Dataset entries
───

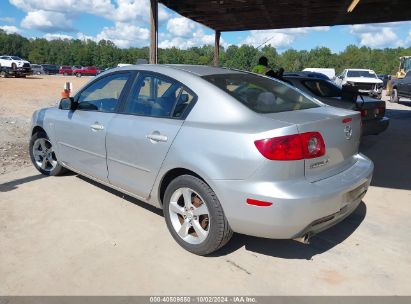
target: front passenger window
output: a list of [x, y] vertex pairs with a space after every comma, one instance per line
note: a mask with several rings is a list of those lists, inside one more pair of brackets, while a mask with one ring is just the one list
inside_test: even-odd
[[130, 73], [119, 73], [97, 80], [80, 93], [77, 109], [114, 112], [129, 76]]

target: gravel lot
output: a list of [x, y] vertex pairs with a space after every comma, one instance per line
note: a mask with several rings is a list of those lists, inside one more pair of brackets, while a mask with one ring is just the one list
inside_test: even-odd
[[45, 75], [0, 78], [0, 175], [29, 165], [31, 114], [54, 106], [65, 82], [70, 81], [76, 90], [89, 79]]

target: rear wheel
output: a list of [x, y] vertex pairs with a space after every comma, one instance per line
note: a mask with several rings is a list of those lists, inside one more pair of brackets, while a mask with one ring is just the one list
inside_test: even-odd
[[163, 210], [173, 238], [194, 254], [218, 250], [233, 234], [216, 194], [197, 177], [174, 179], [166, 189]]
[[81, 73], [77, 73], [76, 76], [77, 76], [77, 77], [81, 77]]
[[11, 64], [11, 68], [12, 68], [13, 70], [17, 69], [17, 65], [13, 62], [13, 63]]
[[29, 153], [34, 167], [44, 175], [61, 175], [67, 171], [58, 162], [54, 147], [45, 132], [37, 132], [31, 137]]
[[396, 88], [393, 88], [391, 90], [391, 95], [390, 95], [390, 102], [399, 102], [400, 98], [398, 96], [398, 91]]

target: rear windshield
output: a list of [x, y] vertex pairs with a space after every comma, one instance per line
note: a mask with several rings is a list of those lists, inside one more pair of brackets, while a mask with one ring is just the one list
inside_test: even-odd
[[319, 107], [301, 91], [274, 79], [245, 73], [207, 75], [203, 78], [257, 113]]
[[310, 79], [304, 80], [302, 83], [314, 95], [320, 97], [341, 97], [341, 89], [331, 81]]
[[22, 60], [20, 57], [17, 57], [17, 56], [11, 56], [11, 59], [13, 59], [13, 60]]
[[374, 72], [370, 71], [348, 71], [347, 77], [368, 77], [368, 78], [377, 78]]

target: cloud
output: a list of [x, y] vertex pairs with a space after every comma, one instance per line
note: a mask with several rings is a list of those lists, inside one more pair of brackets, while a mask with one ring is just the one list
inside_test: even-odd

───

When the word "target" shows up in a line of the entries, report that line.

**Result of this task**
target: front passenger window
target: gravel lot
target: rear wheel
target: rear windshield
target: cloud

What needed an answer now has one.